◆ **Dataset entries**:

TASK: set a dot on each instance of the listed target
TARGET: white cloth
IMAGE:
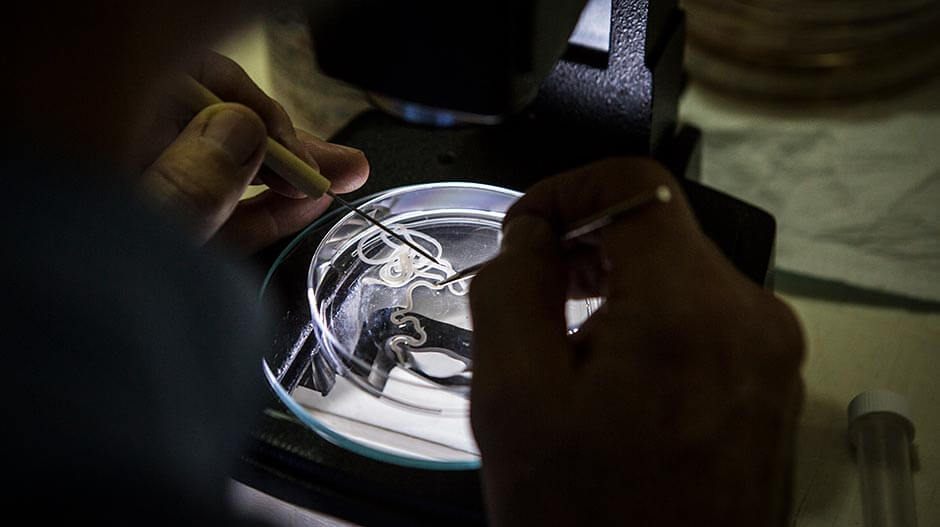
(855, 189)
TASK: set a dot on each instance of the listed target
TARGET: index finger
(231, 83)
(646, 244)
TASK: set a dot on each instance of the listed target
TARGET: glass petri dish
(389, 374)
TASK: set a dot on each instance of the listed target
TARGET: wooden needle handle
(277, 157)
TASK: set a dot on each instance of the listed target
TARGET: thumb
(517, 303)
(202, 175)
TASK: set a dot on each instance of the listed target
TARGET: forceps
(660, 194)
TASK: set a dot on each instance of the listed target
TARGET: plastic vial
(881, 429)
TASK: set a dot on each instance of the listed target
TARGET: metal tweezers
(660, 194)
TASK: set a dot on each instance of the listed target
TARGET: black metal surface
(485, 56)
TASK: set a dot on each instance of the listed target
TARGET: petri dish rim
(336, 216)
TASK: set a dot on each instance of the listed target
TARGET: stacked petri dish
(811, 49)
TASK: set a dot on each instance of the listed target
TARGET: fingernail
(528, 232)
(236, 133)
(348, 149)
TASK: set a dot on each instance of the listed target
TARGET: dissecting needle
(660, 194)
(290, 167)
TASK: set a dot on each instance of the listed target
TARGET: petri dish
(389, 373)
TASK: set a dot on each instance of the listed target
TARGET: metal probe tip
(661, 193)
(379, 224)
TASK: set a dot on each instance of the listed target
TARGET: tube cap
(881, 401)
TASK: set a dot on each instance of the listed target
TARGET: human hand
(674, 404)
(198, 167)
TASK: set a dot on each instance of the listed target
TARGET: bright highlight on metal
(660, 194)
(385, 229)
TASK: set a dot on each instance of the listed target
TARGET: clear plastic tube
(882, 437)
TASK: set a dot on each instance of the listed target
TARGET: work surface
(858, 340)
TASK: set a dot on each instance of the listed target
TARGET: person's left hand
(197, 168)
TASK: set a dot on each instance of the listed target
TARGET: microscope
(506, 93)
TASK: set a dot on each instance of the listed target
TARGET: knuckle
(177, 183)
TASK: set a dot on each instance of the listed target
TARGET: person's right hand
(675, 404)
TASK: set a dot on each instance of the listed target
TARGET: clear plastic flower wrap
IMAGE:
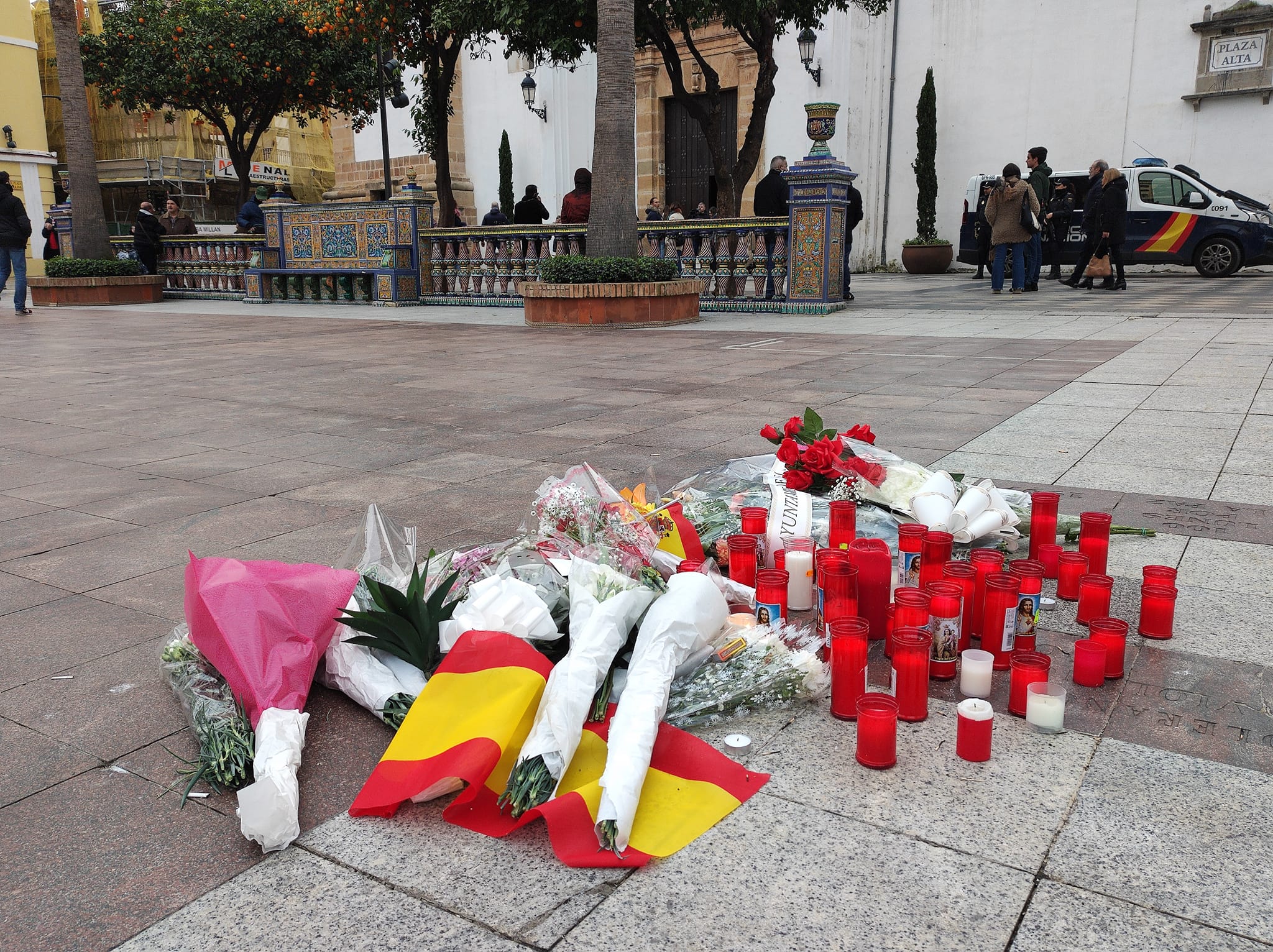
(778, 666)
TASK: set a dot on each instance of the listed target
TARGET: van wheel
(1217, 257)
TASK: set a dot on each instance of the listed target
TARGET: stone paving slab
(301, 902)
(782, 876)
(1189, 836)
(1065, 919)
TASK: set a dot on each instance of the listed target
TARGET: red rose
(862, 432)
(799, 479)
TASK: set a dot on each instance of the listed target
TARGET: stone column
(817, 203)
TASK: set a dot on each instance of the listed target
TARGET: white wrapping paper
(597, 631)
(269, 810)
(680, 623)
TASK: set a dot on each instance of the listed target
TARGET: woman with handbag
(1014, 217)
(1113, 227)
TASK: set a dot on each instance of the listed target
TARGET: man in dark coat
(14, 232)
(1091, 222)
(853, 221)
(147, 236)
(771, 199)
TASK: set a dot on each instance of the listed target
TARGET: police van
(1173, 217)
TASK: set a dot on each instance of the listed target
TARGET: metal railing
(743, 261)
(203, 265)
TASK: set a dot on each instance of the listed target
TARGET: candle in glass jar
(848, 666)
(935, 551)
(878, 731)
(1027, 667)
(1094, 597)
(1043, 519)
(911, 649)
(974, 728)
(977, 671)
(800, 568)
(1094, 540)
(1071, 567)
(1046, 708)
(946, 610)
(1000, 621)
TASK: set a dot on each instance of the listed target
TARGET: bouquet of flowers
(778, 666)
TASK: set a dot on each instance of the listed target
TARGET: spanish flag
(470, 723)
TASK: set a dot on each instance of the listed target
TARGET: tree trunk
(90, 236)
(613, 221)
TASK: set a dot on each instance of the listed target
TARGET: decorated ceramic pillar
(817, 203)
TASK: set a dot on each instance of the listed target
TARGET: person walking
(175, 223)
(1041, 181)
(1113, 227)
(14, 232)
(982, 228)
(147, 237)
(1091, 224)
(530, 210)
(1055, 223)
(852, 221)
(1004, 210)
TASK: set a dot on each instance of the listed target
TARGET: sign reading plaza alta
(1243, 52)
(261, 172)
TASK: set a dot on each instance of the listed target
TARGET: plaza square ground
(131, 436)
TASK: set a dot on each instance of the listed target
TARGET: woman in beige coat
(1003, 213)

◆ **THE EXERCISE**:
Repeat the material above word for word, please, apart from its images.

◆ **EXERCISE ANSWER**:
TASK: set a dot on each instance of the listed target
TARGET: white cloth
IMAGE:
(855, 189)
TASK: set a dot on each instance of the listed target
TARGET: index finger
(231, 83)
(646, 244)
TASK: set a dot on each instance of the listed target
TARGET: glass petri dish
(389, 374)
TASK: set a dot on each instance of the listed target
TARGET: wooden needle handle
(277, 157)
TASK: set a dot on each instance of the listed target
TARGET: thumb
(517, 303)
(202, 175)
TASK: set a dot on each instance of the listed target
TARGET: forceps
(660, 194)
TASK: set a dot on each instance of the listed target
TARGET: plastic vial
(881, 429)
TASK: set a dot on each instance of the listed target
TARGET: metal tweezers
(660, 194)
TASK: set a dot on each instance of the listed target
TARGET: black metal surface
(485, 56)
TASK: set a dot on each instance of the listed target
TARGET: petri dish rim
(336, 216)
TASK: set a dot on each instance of the listed target
TARGET: stacked petri dish
(811, 49)
TASK: set a dot on each instance of the listed target
TARGET: fingernail
(528, 232)
(236, 133)
(348, 149)
TASK: set a dot on each instance of the listed target
TARGET: dissecting needle
(660, 194)
(290, 167)
TASK: set a dot on each instance of the listed target
TARGET: petri dish
(389, 373)
TASK: set a dot on each instance of the listed target
TARGET: metal probe tip
(661, 193)
(379, 224)
TASK: set a dot on each instance of the listed target
TARGET: tube cap
(881, 401)
TASK: set a dot on each instance of the listed target
TARGET: human hand
(674, 404)
(198, 167)
TASK: set a dot on each instance of the listed target
TARGET: bright highlight on metal
(660, 194)
(385, 229)
TASK: set a dot on each instance of the listed target
TARGET: clear plastic tube
(882, 437)
TASK: set a dot on each instance of the listed target
TARGET: work surface
(858, 340)
TASK: set a dot on each instance of the listed target
TARGET: person's left hand
(197, 168)
TASK: set a dot on each instance of the listed target
TARGET: microscope
(506, 93)
TASK: set a dot on each instance of the listed target
TARGET: knuckle
(177, 183)
TASK: set a dot on each instance of the listed target
TARGET: person's right hand
(675, 404)
TASK: set a dot on each instance of the listed target
TARGET: clear plastic flower wrap
IMAGE:
(778, 666)
TASK: set a dot on each instance of the listed target
TARGET: van wheel
(1217, 257)
TASK: set a dot on each instance of the listed target
TARGET: stone paving slab
(301, 902)
(782, 876)
(1189, 836)
(1065, 919)
TASK: set a dot on each instance of the listed target
TARGET: red rose
(862, 432)
(799, 479)
TASK: set a dot on each instance of the listed target
TARGET: stone column
(817, 203)
TASK: set a dot on each instance of the listed target
TARGET: white wrapping paper
(597, 631)
(269, 810)
(680, 623)
TASK: set a dot on each instance of the listed target
TARGET: woman with handbag
(1014, 217)
(1113, 227)
TASK: set a dot on each instance of the listed target
TARGET: man in dark coat
(14, 232)
(1091, 222)
(853, 221)
(147, 236)
(771, 199)
TASK: set a dot on each instance of the listed target
TARGET: police van
(1173, 217)
TASK: set a dot on each instance of the listed target
TARGET: metal railing
(743, 261)
(203, 265)
TASK: set a dot on each instance of the listed target
TARGET: candle in glass jar
(848, 666)
(935, 551)
(878, 731)
(1027, 667)
(1094, 597)
(1043, 519)
(911, 649)
(974, 728)
(977, 671)
(800, 568)
(1094, 540)
(1071, 567)
(1046, 708)
(946, 610)
(1000, 621)
TASK: set a dot on each instance of the listed target
TARGET: bouquet of flowers
(778, 666)
TASK: set a dot on each instance of the listed target
TARGET: spanish flag
(470, 723)
TASK: set a dot on each instance of the listed target
TARGET: tree trunk
(90, 236)
(613, 221)
TASK: set a dot on each instance of the listed target
TARGET: decorated ceramic pillar
(817, 203)
TASK: set a dot on each instance of the listed target
TARGET: person walking
(175, 223)
(1041, 181)
(1113, 227)
(14, 232)
(982, 228)
(147, 237)
(1091, 224)
(530, 210)
(1055, 223)
(852, 221)
(1004, 210)
TASK: set a dot on each instance of the listed target
TARGET: sign reading plaza alta
(1243, 52)
(261, 172)
TASK: set a dot on each instance of the listed target
TARGET: plaza square ground
(131, 436)
TASK: set a dot on each instance of the listed target
TARGET: woman in beige coat
(1003, 213)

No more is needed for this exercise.